▸ **REQUEST**
Repeat each line exactly, leaving nothing out.

▸ **INPUT DATA**
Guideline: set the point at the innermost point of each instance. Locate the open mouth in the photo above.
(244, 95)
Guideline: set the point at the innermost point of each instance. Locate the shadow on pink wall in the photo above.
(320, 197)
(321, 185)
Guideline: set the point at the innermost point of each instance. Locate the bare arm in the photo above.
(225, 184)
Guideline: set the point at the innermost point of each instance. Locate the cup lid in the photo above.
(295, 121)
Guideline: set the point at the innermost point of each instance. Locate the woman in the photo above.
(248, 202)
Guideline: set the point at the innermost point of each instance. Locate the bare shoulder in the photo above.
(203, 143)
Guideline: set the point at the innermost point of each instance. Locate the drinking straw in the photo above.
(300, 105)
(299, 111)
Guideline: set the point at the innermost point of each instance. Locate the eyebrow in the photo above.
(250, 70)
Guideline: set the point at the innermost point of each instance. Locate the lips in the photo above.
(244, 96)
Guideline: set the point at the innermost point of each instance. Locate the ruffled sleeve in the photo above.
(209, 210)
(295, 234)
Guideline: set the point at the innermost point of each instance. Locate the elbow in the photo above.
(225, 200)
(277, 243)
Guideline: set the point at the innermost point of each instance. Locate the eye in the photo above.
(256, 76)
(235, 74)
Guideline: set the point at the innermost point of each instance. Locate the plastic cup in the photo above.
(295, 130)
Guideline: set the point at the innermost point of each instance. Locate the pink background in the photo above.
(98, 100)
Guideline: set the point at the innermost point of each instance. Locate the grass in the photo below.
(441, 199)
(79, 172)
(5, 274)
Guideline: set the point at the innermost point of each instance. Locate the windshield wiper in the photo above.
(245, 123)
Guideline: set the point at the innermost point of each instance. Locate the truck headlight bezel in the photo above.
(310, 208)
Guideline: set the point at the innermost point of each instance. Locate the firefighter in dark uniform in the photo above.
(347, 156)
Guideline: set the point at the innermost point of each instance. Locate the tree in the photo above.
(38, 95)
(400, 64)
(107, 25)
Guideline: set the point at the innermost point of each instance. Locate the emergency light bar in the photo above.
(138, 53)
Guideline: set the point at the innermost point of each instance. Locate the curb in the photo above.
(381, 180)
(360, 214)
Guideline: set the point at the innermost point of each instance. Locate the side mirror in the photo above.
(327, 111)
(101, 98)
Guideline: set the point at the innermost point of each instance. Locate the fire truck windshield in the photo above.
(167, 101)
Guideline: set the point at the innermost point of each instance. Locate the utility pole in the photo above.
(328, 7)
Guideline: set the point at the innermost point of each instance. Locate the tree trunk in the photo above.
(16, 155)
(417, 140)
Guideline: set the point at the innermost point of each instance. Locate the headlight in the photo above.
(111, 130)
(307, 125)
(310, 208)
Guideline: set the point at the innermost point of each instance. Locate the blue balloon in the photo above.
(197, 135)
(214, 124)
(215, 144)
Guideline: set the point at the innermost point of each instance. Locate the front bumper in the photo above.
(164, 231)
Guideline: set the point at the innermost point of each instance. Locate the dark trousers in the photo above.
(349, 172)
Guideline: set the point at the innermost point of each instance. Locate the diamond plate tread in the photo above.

▸ **ANSWER IN FULL**
Guideline: set the point at the innermost point of each instance. Locate the open mouth in the photo above.
(244, 95)
Guideline: set the point at the innermost point of each instance. Locate the shadow on pink wall in the photo above.
(320, 197)
(321, 185)
Guideline: set the point at the innermost point of each instance. Locate the bare arm in the photo above.
(225, 184)
Guideline: set the point at the innermost point of each instance. Locate the cup lid in the photo above.
(295, 121)
Guideline: set the point at the innermost point of each instance. Locate the woman in the photo above.
(248, 202)
Guideline: set the point at the innermost point of each instance. Locate the bare shoulder in the photo above.
(203, 143)
Guideline: set the point at the innermost point of each instance. Locate the drinking straw in the photo above.
(300, 105)
(299, 111)
Guideline: set the point at the innermost point of each instance. Locate the eyebrow in the photo above.
(250, 70)
Guideline: set the point at the innermost point of each instance. Locate the lips in the photo above.
(244, 96)
Guideline: set the point at the innermost point of each instance. Locate the ruffled sleeve in the photo above.
(209, 210)
(295, 234)
Guideline: set the point at the innermost point of each instance. Locate the elbow in the photo above.
(225, 200)
(277, 243)
Guideline: set the point at the innermost point of each instance. Locate the eye in the photo above.
(256, 76)
(235, 74)
Guideline: set the point at the innermost point of each instance. Locate the plastic cup in the photo above.
(295, 130)
Guideline: set the point at the innermost point of each instance. Locate the pink background in the photo above.
(98, 100)
Guideline: set the point at the innermost point of each instance. Locate the grass in the photo below.
(441, 199)
(79, 172)
(5, 274)
Guideline: set the point at the innermost point of each instance. Locate the windshield wiper in the photo above.
(245, 123)
Guideline: set the point at the innermost point of each instance. Locate the truck headlight bezel in the photo above.
(310, 208)
Guideline: set the point at the innermost point of each instance. Locate the firefighter in dark uniform in the photo above.
(347, 156)
Guideline: set the point at the innermost point of each instance. Locate the tree in the photo above.
(38, 95)
(400, 64)
(107, 25)
Guideline: set the point at the innermost point of each instance. Locate the emergency light bar in the photo above.
(138, 53)
Guideline: set the point at the innermost point of each instance. Locate the curb in the photo above.
(381, 180)
(360, 214)
Guideline: set the point at the innermost point of each instance. Locate the side mirror in the photo above.
(327, 111)
(101, 98)
Guideline: set the point at the innermost point of each instance. Locate the fire truck windshield in the photo above.
(167, 101)
Guideline: set the point at the innermost point of each instance. Locate the utility pole in the photo above.
(328, 7)
Guideline: set the point at the innermost point of each instance. Locate the tree trunk in the photo above.
(16, 155)
(417, 140)
Guideline: set the point at the innermost point of each instance. Locate the headlight in the photo above.
(111, 130)
(307, 125)
(310, 208)
Guideline: set the point at the innermost point of each instance. Locate the blue balloon in the photo above.
(197, 135)
(214, 124)
(215, 144)
Guideline: set the point at the innermost point of each instance. Locate the front bumper in the photo above.
(164, 231)
Guideline: set the point at the innermost point of each instance. Locate the dark trousers in the photo above.
(349, 172)
Guideline: set the point at the innermost point of each instance. Locate the diamond plate tread in the photo above.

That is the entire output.